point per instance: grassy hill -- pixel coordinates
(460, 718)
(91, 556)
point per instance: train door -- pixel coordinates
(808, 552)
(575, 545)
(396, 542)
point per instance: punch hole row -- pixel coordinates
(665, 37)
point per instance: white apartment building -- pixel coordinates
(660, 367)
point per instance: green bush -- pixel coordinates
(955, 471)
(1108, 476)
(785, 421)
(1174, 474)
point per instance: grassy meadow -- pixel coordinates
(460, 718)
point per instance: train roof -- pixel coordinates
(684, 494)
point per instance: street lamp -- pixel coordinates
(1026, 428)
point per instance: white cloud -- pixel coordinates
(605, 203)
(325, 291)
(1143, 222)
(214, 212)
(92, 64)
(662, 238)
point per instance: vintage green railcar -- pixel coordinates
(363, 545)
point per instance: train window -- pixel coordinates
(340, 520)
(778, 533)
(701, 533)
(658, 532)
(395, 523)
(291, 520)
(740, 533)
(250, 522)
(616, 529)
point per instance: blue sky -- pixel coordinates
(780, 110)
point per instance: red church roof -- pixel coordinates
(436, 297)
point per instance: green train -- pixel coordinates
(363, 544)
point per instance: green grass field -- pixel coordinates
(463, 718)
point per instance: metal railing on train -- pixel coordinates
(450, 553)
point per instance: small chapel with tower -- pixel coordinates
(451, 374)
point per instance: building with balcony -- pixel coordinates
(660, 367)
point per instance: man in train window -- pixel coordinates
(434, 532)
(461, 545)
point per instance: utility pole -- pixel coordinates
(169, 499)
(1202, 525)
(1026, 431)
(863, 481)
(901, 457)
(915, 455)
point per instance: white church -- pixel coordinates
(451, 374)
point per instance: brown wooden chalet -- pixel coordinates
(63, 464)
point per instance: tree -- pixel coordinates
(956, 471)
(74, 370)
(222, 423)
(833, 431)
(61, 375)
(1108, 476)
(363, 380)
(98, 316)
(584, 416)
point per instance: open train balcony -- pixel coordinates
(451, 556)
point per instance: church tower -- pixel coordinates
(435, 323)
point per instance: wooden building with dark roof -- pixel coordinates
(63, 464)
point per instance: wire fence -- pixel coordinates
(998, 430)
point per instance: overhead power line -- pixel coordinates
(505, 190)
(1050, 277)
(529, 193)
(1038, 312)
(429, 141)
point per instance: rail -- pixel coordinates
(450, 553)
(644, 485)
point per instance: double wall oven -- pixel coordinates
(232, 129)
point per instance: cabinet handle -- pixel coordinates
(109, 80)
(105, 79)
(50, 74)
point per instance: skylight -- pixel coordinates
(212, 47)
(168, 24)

■ **Given task**:
Write out all the lines again, exactly as they are.

■ **Solved problem**:
point per instance: grassy hill -- pixel coordinates
(460, 718)
(91, 556)
point per instance: train door -- pixel coordinates
(808, 552)
(575, 545)
(396, 542)
point per instance: punch hole row -- pixel coordinates
(665, 37)
point per instance: white apartment building -- pixel coordinates
(660, 367)
point per instance: green bush -- pixel coordinates
(955, 471)
(1108, 476)
(785, 421)
(1174, 474)
point per instance: grassy meadow -- pixel coordinates
(460, 718)
point per instance: train roof -- pixel coordinates
(684, 494)
point per instance: street lamp -- pixel coordinates
(1026, 428)
point per instance: white cloud -- pixel coordinates
(605, 203)
(325, 291)
(1143, 222)
(214, 212)
(92, 64)
(662, 238)
point per instance: vintage green railcar -- pixel coordinates
(363, 545)
point per instance: train window -- pixel coordinates
(340, 520)
(778, 533)
(701, 533)
(658, 532)
(395, 523)
(291, 520)
(740, 533)
(250, 522)
(616, 529)
point per instance: blue sky -- pixel coordinates
(780, 110)
point per instance: red church roof -- pixel coordinates
(436, 297)
point per instance: green train -- pixel coordinates
(363, 544)
point per instance: green grass field -- pixel coordinates
(463, 718)
point per instance: metal railing on train -- pixel coordinates
(450, 553)
point per instance: small chapel with tower -- pixel coordinates
(451, 374)
point per instance: building with balcony -- pixel coordinates
(660, 367)
point per instance: man in train window -- pixel coordinates
(434, 532)
(461, 545)
point per instance: utility pole -- pixel coordinates
(169, 499)
(1202, 525)
(1026, 431)
(863, 481)
(901, 457)
(915, 455)
point per instance: white church -- pixel coordinates
(451, 374)
point per instance: brown wooden chalet -- pixel coordinates
(63, 464)
point per instance: tree -- pixel coordinates
(956, 471)
(74, 370)
(222, 423)
(833, 431)
(61, 375)
(1108, 476)
(363, 380)
(98, 316)
(584, 416)
point per instance: open train balcony -- pixel coordinates
(451, 556)
point per instance: church tower -- pixel coordinates
(435, 323)
point per instance: wooden building with dark roof -- pixel coordinates
(63, 464)
point per instance: wire fence -- pixel coordinates
(998, 430)
point per instance: overhead power line -- pixel coordinates
(505, 190)
(1050, 277)
(529, 193)
(1038, 312)
(429, 141)
point per instance: rail -- pixel coordinates
(450, 553)
(644, 485)
point per instance: double wall oven -- pixel coordinates
(232, 129)
point per instance: cabinet handle -- pixel coordinates
(109, 80)
(105, 79)
(50, 74)
point per instance: skylight -- pixel coordinates
(212, 47)
(168, 24)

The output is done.